▶ WORK INSTRUCTION
Take the line containing "Target: neighboring building" and every line after it in the data below, and print them exactly as given, with nothing else.

Segment Start: THE RECORDS

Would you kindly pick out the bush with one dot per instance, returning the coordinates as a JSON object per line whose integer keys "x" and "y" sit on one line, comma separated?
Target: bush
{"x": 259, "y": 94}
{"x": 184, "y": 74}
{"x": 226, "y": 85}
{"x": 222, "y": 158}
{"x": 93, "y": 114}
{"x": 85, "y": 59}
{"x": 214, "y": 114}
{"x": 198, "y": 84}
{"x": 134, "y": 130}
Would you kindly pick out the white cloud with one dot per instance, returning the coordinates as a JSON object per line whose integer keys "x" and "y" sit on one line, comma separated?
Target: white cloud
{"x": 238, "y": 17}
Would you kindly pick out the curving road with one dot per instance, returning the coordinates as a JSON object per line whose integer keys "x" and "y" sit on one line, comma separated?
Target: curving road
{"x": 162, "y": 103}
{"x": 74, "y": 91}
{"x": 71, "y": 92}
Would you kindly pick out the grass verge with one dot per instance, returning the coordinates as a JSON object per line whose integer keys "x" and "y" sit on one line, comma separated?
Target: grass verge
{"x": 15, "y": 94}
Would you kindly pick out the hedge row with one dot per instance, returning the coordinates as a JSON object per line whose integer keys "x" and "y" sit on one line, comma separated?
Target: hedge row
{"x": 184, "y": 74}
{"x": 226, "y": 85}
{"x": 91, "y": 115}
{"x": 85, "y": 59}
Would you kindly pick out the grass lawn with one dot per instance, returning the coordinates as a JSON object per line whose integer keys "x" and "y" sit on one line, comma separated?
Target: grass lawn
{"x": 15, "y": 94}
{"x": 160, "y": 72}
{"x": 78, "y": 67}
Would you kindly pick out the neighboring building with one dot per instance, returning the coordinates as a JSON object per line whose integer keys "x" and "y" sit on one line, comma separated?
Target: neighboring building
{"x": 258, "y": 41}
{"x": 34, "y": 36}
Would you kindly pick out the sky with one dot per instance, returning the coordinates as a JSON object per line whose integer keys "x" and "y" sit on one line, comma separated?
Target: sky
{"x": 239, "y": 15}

Segment End: THE RECORDS

▶ ANSWER BOX
Target: neighboring building
{"x": 258, "y": 41}
{"x": 34, "y": 36}
Would you kindly pick out the sky with one dot per instance, returning the coordinates as a JSON object per line whose integer keys "x" and "y" sit on one line, comma separated?
Target: sky
{"x": 239, "y": 15}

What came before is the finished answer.